> **指定任务 1**
依据提供文本,判断下列陈述是否与其相符:(a) 稳定剂优选对苯二酚;(b) 预聚合PMMA粉末的粒径为1~200μm;(c) 该材料的固化时间为5~12分钟。逐条回答“是”或“否”,并原文引出起决定作用的词句。
> **指定任务 2**
按提供文本,使用时粉剂与液体应以什么比例混合?
> **指定任务 3**
请照录提供文本中从“所述预聚合PMMA粉末,其分”到“roquinone,HQ)。”的内容,两端均包括在内。

> **提供文本**
所述聚酯包括聚乳酸、聚羟基乙酸、乳酸-羟基乙酸共聚物、聚己内酯,分子量为50,000~800,000,粒径为1~200μm。
所述矿化胶原/钙磷材料/聚酯混合物中,
矿化胶原含量为10~75wt%;
钙磷材料含量为10~40wt%;
聚酯含量为10~60wt%。
所述预聚合PMMA粉末,其分子量为150,000~600,000,粒径为50~300μm。
所述聚合反应引发剂为能够引发MMA进行自由基聚合反应合成PMMA的物质,优选地,该引发剂为过氧化苯甲酰(benzoyl peroxide,BPO)。
所述造影剂为不透X射线的粉末物质。优选地,该造影剂为氧化锆(ZrO2)、硫酸钡(BaSO4)或羟基磷灰石(hydroxyapatite,HA),粒径为0.5~2μm。
所述聚合反应促进剂为能使MMA的自由基聚合反应持续进行合成PMMA的物质。优选地,该促进剂为N,N-二甲基对甲苯胺(N,N-dimethyl-p-toluidine,DMPT)。
所述稳定剂为能够阻止MMA过早发生聚合反应的物质。优选地,该稳定剂为对苯二酚(hydroquinone,HQ)。
所述着色剂为具有良好生物相容性的脂溶性染料,该染料能够溶解在MMA单体中。优选地,该着色剂为叶绿素(chlorophyll,CP)。
使用本发明的矿化胶原复合PMMA骨粘合及填充材料,将所述粉剂和液体按照1.5~3g/mL的比例混合在一起,快速搅拌后经过2~5分钟等待时间,即可进行填塞或注射操作。该矿化胶原复合PMMA骨粘合及填充材料的典型工作时间为5~12分钟,固化时间为10~20分钟。
该矿化胶原复合PMMA骨粘合及填充材料固化24小时时固化体的典型抗压强度为70~100MPa,压缩模量为0.7~1.5GPa,弯曲强度为40~60MPa,弯曲模量为1.7~2.5GPa。

> **数据行摘录**
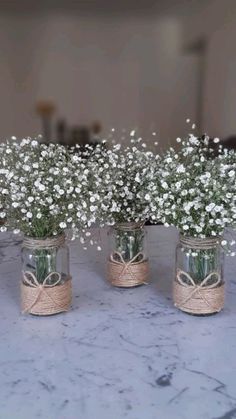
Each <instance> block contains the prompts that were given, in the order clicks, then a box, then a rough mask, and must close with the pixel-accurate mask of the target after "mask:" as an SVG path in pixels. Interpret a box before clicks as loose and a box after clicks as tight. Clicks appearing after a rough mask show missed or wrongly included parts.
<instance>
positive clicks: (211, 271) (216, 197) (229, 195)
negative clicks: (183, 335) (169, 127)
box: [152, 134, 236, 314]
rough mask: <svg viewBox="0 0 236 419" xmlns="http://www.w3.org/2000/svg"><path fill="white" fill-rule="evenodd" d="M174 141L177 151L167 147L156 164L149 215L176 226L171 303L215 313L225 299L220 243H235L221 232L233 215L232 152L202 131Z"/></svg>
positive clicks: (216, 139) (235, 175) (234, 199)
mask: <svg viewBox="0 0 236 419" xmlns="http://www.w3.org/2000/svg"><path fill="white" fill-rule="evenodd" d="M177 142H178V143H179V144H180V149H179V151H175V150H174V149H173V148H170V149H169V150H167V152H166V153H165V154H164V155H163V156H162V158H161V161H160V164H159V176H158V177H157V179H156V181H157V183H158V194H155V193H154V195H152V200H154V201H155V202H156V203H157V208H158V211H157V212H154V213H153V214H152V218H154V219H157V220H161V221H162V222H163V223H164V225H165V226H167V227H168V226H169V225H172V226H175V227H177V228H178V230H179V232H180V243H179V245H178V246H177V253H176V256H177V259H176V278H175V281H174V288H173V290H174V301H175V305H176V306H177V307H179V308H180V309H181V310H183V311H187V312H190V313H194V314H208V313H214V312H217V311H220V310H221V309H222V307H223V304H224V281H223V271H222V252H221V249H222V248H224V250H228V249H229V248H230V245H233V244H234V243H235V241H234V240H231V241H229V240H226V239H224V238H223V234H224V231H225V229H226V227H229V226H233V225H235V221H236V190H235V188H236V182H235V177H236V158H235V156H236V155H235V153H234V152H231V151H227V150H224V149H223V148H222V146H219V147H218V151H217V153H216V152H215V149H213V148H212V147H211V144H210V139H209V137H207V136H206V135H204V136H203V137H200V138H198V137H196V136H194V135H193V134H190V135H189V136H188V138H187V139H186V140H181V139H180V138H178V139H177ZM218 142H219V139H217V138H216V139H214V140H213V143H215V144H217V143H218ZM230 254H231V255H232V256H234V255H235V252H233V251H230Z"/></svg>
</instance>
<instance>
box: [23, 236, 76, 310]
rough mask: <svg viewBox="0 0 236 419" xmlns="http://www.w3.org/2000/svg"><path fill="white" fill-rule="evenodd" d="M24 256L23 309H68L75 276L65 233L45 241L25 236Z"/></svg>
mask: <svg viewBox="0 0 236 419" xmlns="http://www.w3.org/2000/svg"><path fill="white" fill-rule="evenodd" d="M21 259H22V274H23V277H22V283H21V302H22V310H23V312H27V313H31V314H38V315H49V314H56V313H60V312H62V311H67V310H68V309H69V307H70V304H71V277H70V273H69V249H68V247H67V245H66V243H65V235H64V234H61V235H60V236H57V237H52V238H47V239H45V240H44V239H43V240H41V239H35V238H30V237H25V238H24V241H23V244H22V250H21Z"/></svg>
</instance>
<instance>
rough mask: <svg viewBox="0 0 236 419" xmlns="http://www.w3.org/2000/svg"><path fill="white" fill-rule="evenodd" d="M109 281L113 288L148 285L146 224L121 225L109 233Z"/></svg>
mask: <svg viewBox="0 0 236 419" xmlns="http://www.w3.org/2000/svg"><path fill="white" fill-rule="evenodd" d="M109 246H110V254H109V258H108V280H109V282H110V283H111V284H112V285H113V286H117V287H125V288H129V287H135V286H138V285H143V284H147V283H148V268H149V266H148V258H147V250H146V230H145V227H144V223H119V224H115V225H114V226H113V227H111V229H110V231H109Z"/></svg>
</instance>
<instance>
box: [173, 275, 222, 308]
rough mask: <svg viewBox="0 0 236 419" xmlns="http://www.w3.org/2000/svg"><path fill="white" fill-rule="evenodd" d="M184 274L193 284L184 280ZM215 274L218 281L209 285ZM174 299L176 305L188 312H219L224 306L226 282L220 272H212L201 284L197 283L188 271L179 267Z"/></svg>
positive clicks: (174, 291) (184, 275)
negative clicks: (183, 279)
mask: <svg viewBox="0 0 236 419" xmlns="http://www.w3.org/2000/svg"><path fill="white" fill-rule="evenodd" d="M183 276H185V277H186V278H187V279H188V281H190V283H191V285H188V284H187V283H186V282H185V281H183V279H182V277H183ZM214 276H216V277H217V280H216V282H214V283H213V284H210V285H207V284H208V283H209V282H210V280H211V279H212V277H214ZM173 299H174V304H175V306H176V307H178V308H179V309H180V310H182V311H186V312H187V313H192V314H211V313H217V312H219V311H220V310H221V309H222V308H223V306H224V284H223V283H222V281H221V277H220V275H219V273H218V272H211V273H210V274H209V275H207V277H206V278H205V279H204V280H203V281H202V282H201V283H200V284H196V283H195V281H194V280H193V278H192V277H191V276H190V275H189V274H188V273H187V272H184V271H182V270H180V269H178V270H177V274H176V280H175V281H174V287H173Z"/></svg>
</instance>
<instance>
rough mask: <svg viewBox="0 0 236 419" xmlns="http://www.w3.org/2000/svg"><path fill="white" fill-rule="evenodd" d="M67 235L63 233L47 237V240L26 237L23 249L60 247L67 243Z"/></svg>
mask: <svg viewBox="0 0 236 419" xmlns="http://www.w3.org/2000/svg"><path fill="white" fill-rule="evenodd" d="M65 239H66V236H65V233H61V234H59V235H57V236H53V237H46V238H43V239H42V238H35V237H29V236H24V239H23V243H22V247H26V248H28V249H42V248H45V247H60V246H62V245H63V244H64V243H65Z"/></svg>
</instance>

> **任务解答 1**
(a) 是。“优选地,该稳定剂为对苯二酚(hydroquinone,HQ)”
(b) 否。“所述预聚合PMMA粉末,其分子量为150,000~600,000,粒径为50~300μm”
(c) 否。“固化时间为10~20分钟”

> **任务解答 2**
1.5~3g/mL。

> **任务解答 3**
所述预聚合PMMA粉末,其分子量为150,000~600,000,粒径为50~300μm。
所述聚合反应引发剂为能够引发MMA进行自由基聚合反应合成PMMA的物质,优选地,该引发剂为过氧化苯甲酰(benzoyl peroxide,BPO)。
所述造影剂为不透X射线的粉末物质。优选地,该造影剂为氧化锆(ZrO2)、硫酸钡(BaSO4)或羟基磷灰石(hydroxyapatite,HA),粒径为0.5~2μm。
所述聚合反应促进剂为能使MMA的自由基聚合反应持续进行合成PMMA的物质。优选地,该促进剂为N,N-二甲基对甲苯胺(N,N-dimethyl-p-toluidine,DMPT)。
所述稳定剂为能够阻止MMA过早发生聚合反应的物质。优选地,该稳定剂为对苯二酚(hydroquinone,HQ)。